<<<<

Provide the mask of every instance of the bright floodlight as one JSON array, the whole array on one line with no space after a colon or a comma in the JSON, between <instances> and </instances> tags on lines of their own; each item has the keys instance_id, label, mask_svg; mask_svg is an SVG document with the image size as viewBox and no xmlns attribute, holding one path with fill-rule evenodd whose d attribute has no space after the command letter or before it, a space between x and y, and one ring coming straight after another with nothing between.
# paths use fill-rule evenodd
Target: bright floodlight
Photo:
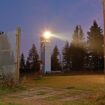
<instances>
[{"instance_id":1,"label":"bright floodlight","mask_svg":"<svg viewBox=\"0 0 105 105\"><path fill-rule=\"evenodd\" d=\"M45 31L44 34L43 34L43 36L44 36L45 39L49 39L51 37L51 35L52 34L51 34L50 31Z\"/></svg>"}]
</instances>

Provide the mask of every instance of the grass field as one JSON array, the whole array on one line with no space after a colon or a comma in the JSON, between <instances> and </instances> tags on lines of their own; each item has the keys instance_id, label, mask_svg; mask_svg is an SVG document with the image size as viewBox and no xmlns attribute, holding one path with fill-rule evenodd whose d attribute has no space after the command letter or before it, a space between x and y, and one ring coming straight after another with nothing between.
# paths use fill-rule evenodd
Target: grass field
<instances>
[{"instance_id":1,"label":"grass field","mask_svg":"<svg viewBox=\"0 0 105 105\"><path fill-rule=\"evenodd\" d=\"M0 89L0 105L105 105L104 75L24 77Z\"/></svg>"}]
</instances>

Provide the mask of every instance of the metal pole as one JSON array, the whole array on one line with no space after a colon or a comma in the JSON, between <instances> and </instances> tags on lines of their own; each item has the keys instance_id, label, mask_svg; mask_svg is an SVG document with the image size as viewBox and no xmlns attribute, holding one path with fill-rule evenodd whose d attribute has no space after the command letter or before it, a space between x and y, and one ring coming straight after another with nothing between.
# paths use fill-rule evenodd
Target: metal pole
<instances>
[{"instance_id":1,"label":"metal pole","mask_svg":"<svg viewBox=\"0 0 105 105\"><path fill-rule=\"evenodd\" d=\"M16 28L16 81L19 83L19 68L20 68L20 27Z\"/></svg>"}]
</instances>

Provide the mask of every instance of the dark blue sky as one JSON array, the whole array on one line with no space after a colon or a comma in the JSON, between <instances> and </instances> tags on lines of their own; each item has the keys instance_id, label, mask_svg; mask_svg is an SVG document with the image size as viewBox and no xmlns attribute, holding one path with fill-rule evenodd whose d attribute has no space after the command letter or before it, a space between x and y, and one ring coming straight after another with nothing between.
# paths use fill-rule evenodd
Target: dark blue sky
<instances>
[{"instance_id":1,"label":"dark blue sky","mask_svg":"<svg viewBox=\"0 0 105 105\"><path fill-rule=\"evenodd\" d=\"M103 27L102 0L0 0L0 30L8 32L20 26L23 52L32 43L39 49L39 36L46 28L69 38L76 25L81 25L86 35L93 20ZM53 43L64 45L56 39Z\"/></svg>"}]
</instances>

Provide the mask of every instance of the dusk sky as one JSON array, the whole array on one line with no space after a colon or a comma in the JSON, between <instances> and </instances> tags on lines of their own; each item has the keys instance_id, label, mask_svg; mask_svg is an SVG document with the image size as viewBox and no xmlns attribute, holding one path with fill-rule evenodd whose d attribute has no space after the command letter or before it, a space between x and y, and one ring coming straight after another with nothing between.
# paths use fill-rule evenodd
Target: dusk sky
<instances>
[{"instance_id":1,"label":"dusk sky","mask_svg":"<svg viewBox=\"0 0 105 105\"><path fill-rule=\"evenodd\" d=\"M85 36L93 20L103 28L102 0L0 0L0 31L22 29L21 49L27 53L32 43L39 50L39 38L45 29L71 39L76 25ZM64 41L55 39L61 49Z\"/></svg>"}]
</instances>

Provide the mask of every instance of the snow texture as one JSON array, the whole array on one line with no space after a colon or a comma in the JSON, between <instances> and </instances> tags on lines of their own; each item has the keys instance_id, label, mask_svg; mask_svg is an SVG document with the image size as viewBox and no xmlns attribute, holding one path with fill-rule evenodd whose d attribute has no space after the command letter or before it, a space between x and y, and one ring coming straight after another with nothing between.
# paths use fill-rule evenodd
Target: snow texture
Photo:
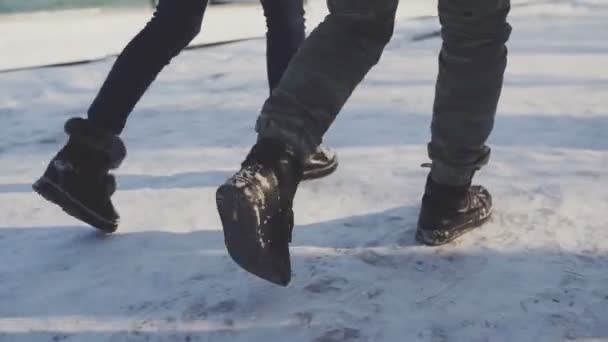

>>>>

## [WHAT YOU ARE ASKED TO DO]
Find each line in the data above that has the word "Target" in it, and copy those lines out.

## [THE RESPONSE]
Target: bright floodlight
Target: grass field
Target: metal pole
Target: dark blue sky
Target: dusk sky
Target: snow texture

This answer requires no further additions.